October 23, 2019
Contact: Connie Matthiessen
SAN FRANCISCO, CALIFORNIA (October 23, 2019) – Breast Cancer Action (BCAction), the watchdog for the breast cancer movement, today recognizes an important, and overdue, step to strengthen labeling and informed consent for breast implants with the Food and Drug Administration (FDA) release of a new draft guidance on the topic.
For decades, thousands of women have reported serious health harms associated with their breast implants, as early as 1995 rallying in Washington DC to call for stronger regulation. Despite several FDA hearings over the years, the most recent of which was March 2019, the FDA was slow to act and many women were never warned of the serious, and potentially life-threatening, risks associated with breast implants.
“Tens of thousands of women have been harmed by their breast implants, due to foot-dragging by industry and inaction by the FDA. Many people are shocked to learn these medical devices have never been proven to be safe and effective,” said Karuna Jaggar, Executive Director of Breast Cancer Action. “Although the risks associated with implants are rare, they can harm a large number of women due to the popularity of these devices.”

◆ ◆ ◆

**Assignment**
Continue the press release about the FDA's draft guidance on breast implant labeling, starting right after its last sentence.

Collected data entries
◆ ◆ ◆

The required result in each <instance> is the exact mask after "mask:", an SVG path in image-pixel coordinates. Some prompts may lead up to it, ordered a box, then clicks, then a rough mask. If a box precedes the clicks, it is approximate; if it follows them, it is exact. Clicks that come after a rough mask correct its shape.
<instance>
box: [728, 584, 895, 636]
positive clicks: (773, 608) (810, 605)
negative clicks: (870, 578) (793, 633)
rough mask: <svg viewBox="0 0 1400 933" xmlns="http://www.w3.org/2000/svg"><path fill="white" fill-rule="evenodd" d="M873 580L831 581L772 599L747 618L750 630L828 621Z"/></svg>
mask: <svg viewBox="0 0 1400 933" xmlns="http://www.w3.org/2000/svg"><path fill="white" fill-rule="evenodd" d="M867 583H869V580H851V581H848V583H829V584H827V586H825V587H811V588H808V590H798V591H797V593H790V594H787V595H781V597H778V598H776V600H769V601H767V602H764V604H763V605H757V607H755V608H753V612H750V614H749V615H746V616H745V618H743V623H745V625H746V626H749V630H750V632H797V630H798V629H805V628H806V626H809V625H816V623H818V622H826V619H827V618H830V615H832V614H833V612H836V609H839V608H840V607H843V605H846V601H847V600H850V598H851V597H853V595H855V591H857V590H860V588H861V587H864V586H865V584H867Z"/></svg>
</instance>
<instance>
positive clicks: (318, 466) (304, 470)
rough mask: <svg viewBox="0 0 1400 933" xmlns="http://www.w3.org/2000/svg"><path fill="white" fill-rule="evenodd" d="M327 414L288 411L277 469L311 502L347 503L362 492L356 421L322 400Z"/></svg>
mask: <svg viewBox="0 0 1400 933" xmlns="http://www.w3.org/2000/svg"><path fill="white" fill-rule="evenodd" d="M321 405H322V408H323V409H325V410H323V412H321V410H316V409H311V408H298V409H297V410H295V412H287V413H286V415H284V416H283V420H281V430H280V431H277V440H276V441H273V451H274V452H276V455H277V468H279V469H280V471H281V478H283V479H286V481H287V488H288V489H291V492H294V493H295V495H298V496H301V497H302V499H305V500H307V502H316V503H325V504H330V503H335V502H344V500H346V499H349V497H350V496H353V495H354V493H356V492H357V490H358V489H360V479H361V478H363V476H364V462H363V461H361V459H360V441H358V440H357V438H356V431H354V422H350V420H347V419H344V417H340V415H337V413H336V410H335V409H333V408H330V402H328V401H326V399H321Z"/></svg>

◆ ◆ ◆

**Your response**
Jaggar serves on the Breast Implant Working Group and the Executive Committee for the Breast Device Collaborative Community. According to the draft guidance released by the FDA, the risks associated with breast implants include breast implant-associated anaplastic large cell lymphoma (BIA-ALCL), Breast Implant Illness (BII), disfigurement, and disability, to name a few.
It is not clear if the draft guidance will be voluntary or mandatory. “Not only does the draft guidance released by FDA need to be strengthened, it is essential that the warning language is mandatory,” said Jaggar. “Women deserve to know the risks when making life-changing and deeply personal medical decisions.”
Boxed warnings, aimed at consumers and health care providers, describe risks associated with drugs and medical devices and are the strongest warning required by the FDA. “Standardized language for informed consent and label warning is especially important given the fact that many plastic surgeons minimize the risks of breast implants, assuring women they are safe when counseling patients who are considering this surgery,” said Jaggar.
“For too long the FDA gave manufacturers of breast implants a pass when it came to collecting important data on the long-term harms of breast implants,” said Jaggar “It’s almost as if manufacturers of breast implants figured out that the best way to avoid telling women about potential harms of these problematic medical devices was to not collect the data in the first place,” said Jaggar. “But the truth is seeping out—just like the silicone seeps out of many implants.”
“As is so often the case, for decades women’s reported symptoms have been dismissed. But the problem wasn’t in their heads, it was in their chests.”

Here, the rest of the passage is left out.